### Material provided

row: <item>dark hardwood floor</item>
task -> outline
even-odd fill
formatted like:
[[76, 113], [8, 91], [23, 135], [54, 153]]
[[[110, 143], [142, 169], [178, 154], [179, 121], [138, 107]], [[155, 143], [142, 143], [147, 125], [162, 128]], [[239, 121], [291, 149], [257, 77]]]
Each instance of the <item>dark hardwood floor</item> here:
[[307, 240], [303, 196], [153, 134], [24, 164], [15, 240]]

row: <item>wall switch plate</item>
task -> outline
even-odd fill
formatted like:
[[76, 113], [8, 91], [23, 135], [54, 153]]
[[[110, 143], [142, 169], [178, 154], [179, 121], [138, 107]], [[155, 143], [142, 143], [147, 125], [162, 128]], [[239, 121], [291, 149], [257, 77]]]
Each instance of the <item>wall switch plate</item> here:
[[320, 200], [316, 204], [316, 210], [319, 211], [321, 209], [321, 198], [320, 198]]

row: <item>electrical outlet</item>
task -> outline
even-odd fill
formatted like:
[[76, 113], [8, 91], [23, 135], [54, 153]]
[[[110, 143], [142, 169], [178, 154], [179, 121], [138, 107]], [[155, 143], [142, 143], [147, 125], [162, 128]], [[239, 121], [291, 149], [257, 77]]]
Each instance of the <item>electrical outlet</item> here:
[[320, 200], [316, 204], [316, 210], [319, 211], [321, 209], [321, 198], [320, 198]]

...

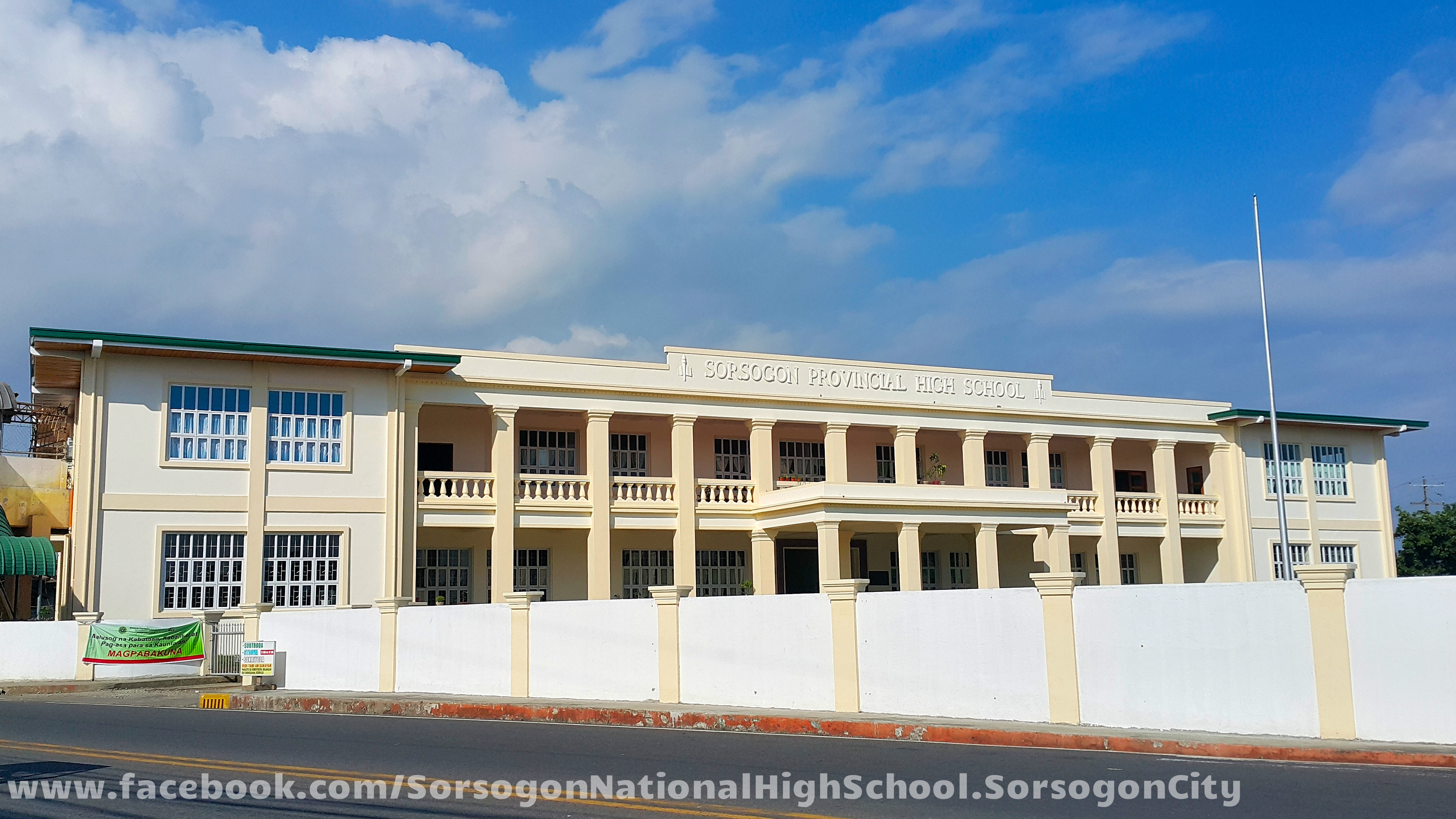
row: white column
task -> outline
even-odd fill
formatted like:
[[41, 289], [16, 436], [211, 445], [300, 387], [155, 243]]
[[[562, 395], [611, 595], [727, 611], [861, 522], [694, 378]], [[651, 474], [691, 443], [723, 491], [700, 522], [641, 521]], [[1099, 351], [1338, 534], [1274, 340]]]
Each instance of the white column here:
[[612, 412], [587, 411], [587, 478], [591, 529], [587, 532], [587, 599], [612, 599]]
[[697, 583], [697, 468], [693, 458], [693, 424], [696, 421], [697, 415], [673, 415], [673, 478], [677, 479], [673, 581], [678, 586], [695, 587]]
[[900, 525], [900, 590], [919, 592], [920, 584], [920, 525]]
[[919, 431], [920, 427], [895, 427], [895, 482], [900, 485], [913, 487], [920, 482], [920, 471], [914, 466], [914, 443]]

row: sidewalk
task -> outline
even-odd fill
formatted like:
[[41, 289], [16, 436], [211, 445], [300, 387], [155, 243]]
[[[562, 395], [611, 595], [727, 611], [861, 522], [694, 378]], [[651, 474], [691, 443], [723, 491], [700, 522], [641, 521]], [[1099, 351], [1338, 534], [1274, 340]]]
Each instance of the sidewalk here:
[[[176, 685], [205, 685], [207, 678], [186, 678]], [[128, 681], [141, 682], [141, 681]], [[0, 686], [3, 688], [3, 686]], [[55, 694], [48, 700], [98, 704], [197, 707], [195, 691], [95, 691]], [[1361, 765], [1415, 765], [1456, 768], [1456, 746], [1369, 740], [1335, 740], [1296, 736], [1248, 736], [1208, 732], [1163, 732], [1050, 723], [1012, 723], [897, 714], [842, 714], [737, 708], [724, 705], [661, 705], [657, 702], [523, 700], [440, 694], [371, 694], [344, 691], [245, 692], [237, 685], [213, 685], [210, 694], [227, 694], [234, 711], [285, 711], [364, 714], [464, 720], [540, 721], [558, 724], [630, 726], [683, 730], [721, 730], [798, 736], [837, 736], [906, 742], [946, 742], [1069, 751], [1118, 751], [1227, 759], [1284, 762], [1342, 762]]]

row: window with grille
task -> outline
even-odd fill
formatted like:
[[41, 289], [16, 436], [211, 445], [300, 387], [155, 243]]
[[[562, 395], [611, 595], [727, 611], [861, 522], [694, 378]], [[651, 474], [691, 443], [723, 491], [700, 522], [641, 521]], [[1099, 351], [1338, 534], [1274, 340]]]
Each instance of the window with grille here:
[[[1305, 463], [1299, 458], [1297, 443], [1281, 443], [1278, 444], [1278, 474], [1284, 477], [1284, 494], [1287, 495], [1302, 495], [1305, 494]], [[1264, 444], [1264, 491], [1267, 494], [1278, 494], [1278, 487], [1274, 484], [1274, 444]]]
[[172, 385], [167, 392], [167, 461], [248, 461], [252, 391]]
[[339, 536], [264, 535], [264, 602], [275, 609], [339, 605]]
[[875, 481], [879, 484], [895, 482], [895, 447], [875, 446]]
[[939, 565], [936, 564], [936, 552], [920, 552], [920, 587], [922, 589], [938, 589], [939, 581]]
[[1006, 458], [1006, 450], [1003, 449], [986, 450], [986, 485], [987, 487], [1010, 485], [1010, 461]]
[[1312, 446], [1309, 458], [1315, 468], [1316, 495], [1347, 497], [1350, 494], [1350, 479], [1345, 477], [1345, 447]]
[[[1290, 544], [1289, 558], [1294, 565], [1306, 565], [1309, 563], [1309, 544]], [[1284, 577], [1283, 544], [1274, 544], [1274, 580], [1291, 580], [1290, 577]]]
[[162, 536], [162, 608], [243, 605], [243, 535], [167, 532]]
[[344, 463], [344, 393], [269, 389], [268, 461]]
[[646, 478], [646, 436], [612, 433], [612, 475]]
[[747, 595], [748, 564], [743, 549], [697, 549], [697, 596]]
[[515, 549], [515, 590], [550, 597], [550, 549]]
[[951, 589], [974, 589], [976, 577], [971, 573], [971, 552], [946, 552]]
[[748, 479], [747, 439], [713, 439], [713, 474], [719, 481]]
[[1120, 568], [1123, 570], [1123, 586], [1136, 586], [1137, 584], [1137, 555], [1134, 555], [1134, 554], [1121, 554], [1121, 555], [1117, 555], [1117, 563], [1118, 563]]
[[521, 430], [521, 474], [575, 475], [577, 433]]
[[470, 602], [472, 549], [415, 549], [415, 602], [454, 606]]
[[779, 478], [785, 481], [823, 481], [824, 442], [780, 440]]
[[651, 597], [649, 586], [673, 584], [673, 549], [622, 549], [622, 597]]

### Task to carry out
Output the lines above, from the line with "row: <item>dark hardwood floor</item>" up to and including the line with "[[307, 240], [303, 196], [153, 134], [24, 164], [15, 240]]", as a numbered list with any blank lines left out.

### The response
1. row: <item>dark hardwood floor</item>
2. task -> outline
3. even-odd fill
4. formatted like:
5. [[76, 113], [8, 91], [23, 135], [54, 153]]
6. [[[110, 143], [142, 169], [178, 154], [179, 121], [138, 107]], [[155, 143], [142, 143], [147, 125], [162, 128]], [[239, 121], [291, 149], [257, 77]]]
7. Each instance of the <item>dark hardwood floor</item> here:
8. [[307, 240], [303, 196], [153, 134], [24, 164], [15, 240]]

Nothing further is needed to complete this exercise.